# DATASET CONTENT:
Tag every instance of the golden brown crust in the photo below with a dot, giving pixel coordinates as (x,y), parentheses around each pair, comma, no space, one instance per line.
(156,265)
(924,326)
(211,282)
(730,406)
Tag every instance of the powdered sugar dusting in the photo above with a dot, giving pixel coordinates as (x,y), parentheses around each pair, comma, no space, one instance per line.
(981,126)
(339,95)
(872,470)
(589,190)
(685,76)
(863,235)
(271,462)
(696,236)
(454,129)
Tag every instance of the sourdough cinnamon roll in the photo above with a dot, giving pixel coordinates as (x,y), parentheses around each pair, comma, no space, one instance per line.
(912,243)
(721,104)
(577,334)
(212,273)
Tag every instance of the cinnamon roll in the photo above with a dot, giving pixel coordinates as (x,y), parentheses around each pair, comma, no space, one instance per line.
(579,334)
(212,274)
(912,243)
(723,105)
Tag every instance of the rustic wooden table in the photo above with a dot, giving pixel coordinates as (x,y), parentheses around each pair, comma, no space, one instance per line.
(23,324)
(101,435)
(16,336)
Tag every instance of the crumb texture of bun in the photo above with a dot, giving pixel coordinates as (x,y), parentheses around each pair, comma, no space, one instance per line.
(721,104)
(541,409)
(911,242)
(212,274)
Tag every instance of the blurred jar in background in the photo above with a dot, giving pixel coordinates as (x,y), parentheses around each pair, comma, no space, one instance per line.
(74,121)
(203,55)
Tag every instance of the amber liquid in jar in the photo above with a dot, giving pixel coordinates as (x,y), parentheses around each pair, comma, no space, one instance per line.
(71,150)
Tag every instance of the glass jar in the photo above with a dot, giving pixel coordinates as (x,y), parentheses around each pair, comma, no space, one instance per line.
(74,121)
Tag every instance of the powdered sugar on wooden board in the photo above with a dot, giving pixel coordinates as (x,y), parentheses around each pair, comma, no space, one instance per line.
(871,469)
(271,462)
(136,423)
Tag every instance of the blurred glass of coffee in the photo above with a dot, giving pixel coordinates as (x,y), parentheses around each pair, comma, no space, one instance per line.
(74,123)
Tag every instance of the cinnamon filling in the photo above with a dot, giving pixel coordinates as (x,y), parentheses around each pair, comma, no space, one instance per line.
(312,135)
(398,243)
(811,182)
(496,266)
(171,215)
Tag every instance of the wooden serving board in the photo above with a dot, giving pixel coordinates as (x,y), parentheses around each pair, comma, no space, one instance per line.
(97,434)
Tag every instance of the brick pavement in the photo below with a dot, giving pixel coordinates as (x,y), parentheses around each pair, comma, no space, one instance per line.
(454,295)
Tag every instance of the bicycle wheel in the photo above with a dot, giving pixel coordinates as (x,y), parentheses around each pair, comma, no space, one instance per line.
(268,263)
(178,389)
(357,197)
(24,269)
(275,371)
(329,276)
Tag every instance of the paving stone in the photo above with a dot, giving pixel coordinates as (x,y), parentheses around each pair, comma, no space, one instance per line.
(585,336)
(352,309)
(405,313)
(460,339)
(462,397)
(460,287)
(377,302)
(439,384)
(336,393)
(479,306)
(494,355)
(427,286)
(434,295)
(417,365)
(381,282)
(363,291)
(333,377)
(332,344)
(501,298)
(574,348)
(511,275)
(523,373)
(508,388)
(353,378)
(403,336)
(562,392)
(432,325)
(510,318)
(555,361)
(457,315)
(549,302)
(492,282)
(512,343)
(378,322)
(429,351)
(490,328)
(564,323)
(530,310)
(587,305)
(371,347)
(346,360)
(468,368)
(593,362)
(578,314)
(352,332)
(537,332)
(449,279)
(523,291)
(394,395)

# EXERCISE GOAL:
What must be transcribed is the run of lines from the one containing "Tag every instance of the amber" to the last line of the data above, inclusive, and only that.

# RESPONSE TO THE TASK:
Tag every instance of the amber liquid in jar in the photo above with a dot, giving pixel coordinates as (x,y), parentheses around each pair, comma, no space, one instance per line.
(71,150)
Tag every instance of the glass jar in the photo above with a dot, giving pixel coordinates as (x,y), parentheses around each pair, comma, no space, one instance per line.
(74,121)
Tag every instance of the powdered sugar on wooden board in the photo above with a dot, giving pixel coordinates as (x,y), parentheses around each pair, comma, no space, one instance per line.
(871,469)
(271,462)
(136,423)
Tag every instance of the blurred glass of coffee in the photo above with a dot, giving pixel coordinates as (x,y), parentheses around each pair, comma, no space, one instance per line.
(74,123)
Tag every instance of the cinnamon filling in the photo above with a dot, giving pixel coordinates as (x,y), parentheses around each pair, comma, no space, one instance per line.
(312,135)
(398,243)
(811,182)
(496,266)
(171,215)
Tag every instance of the wooden serving board in the photo above with a dot, giving pixel coordinates as (x,y), parentheses around each pair, comma, no space, one instance per line.
(97,434)
Tag every instance of the brick pavement in the photo below with a dot, giving pixel coordinates as (x,y), parentheses around each pair, comma, no space, one instance per line.
(454,295)
Tag every instance of the bicycle wheel in the photo above with a dot, giving pixel coordinates as (x,y), parentheses around each pair, comma, no space, one instance per line.
(268,263)
(178,389)
(357,197)
(24,269)
(275,371)
(329,276)
Tag every instance of the paving stone in the photo above with a dot, giving pixel coordinates as (x,y), parentheses around each pair, comma, no space, one instance per line.
(585,336)
(352,309)
(405,313)
(460,339)
(462,397)
(460,287)
(377,302)
(439,384)
(336,393)
(479,306)
(494,355)
(427,286)
(434,295)
(417,365)
(381,282)
(363,291)
(333,377)
(332,344)
(501,298)
(574,348)
(511,275)
(523,373)
(508,388)
(353,378)
(403,336)
(562,392)
(432,325)
(510,318)
(555,361)
(457,315)
(549,302)
(492,282)
(512,343)
(378,322)
(429,351)
(490,328)
(564,323)
(530,310)
(587,305)
(371,347)
(346,360)
(468,368)
(593,362)
(578,314)
(352,332)
(537,332)
(449,279)
(523,291)
(394,395)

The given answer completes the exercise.